## Set task 1
Using the abstract on tensor rank, answer each question below, labeling your answers (a), (b) and (c).
(a) What is tensor rank called a natural generalization of?
(b) For a tensor of what size does the best rank-n approximation problem have no solution?
(c) Approximation by what kind of matrices was used to reach that result?
## Set task 2
Carry on the abstract on tensor rank, beginning right after its final sentence.

## Document
________________

By a tensor we mean an element of the tensor product of vector spaces over a field. Up to a choice of bases in factors of tensor products, every tensor may be coordinatized, i.e., represented as an array consisting of numbers. The properties of the tensor rank, which is a natural generalization of the matrix rank, have been considered in this paper. The topological group structure of invertible matrices has been studied. The multilinear matrix multiplication has been discussed from the viewpoint of transformation groups. We treat a low-rank tensor approximation in finite-dimensional tensor products. It has been shown that the problem on determining the best rank-n approximation for a tensor of size n×n×2 has no solution. To this end, we have used an approximation by matrices with simple spectra.

________________

## Supplied material
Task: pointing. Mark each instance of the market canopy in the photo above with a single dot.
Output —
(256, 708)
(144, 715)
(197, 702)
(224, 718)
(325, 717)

________________

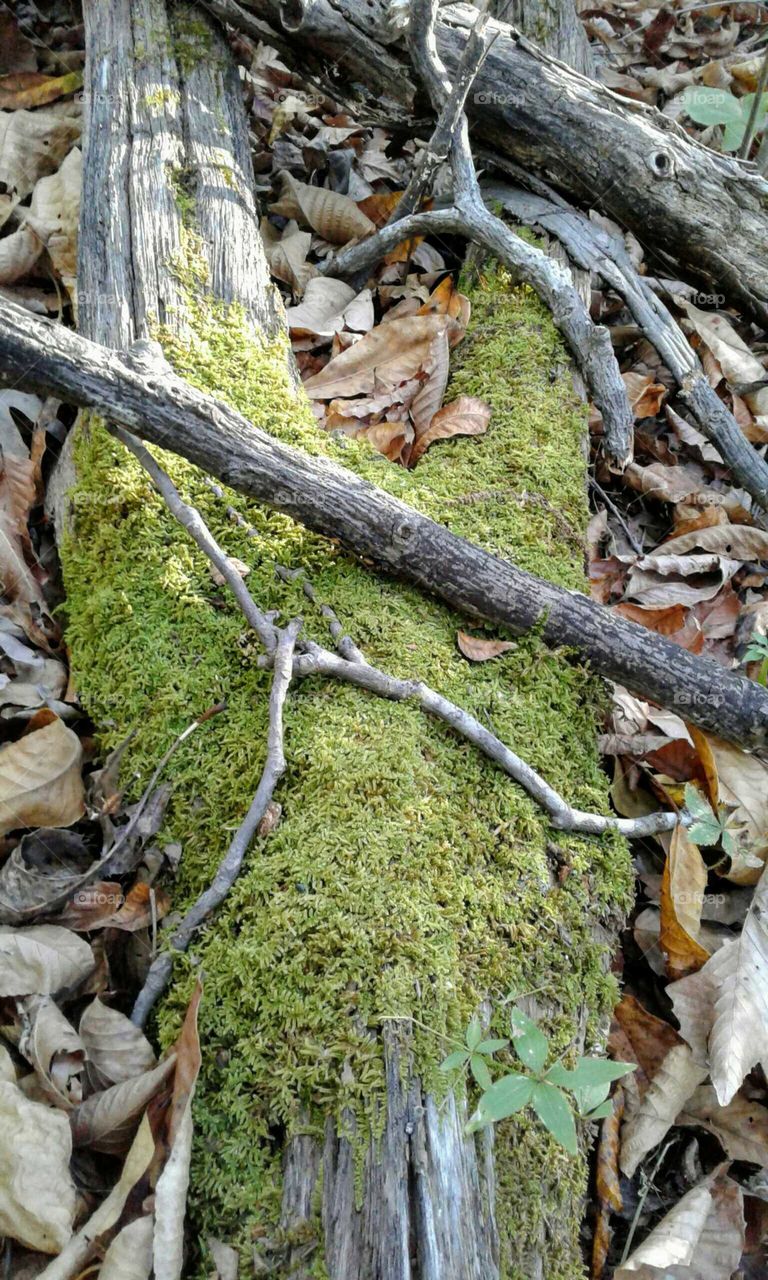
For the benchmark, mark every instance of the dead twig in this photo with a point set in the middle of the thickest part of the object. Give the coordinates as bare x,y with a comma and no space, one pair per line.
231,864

________________

## Expected answer 1
(a) The matrix rank.
(b) A tensor of size n×n×2.
(c) Matrices with simple spectra.

## Expected answer 2
Keywords: approximation by matrices with simple spectra, group action, low-rank tensor approximation, norm on tensor space, open mapping, simple spectrum of matrix, tensor rank, topological group of invertible matrices, topological transformation group

Acknowledgments. The research was funded by the subsidy allocated to Kazan Federal University for the state assignment in the sphere of scientific activities, project no. 1.13556.2019/13.1.

The authors are grateful to Professors M.M. Karchevskii, R.R. Shagidullin and the participants of the seminar “Tensor Analysis” held at Kazan Federal University for their helpful discussions of the problems covered in this paper. We thank Professors G.G. Amosov, M. Fragoulopoulou, and A.Ya. Helemskii for their discussions during the Conference “Probability Theory and Mathematical Statistics” (November 7–10, 2017, Kazan).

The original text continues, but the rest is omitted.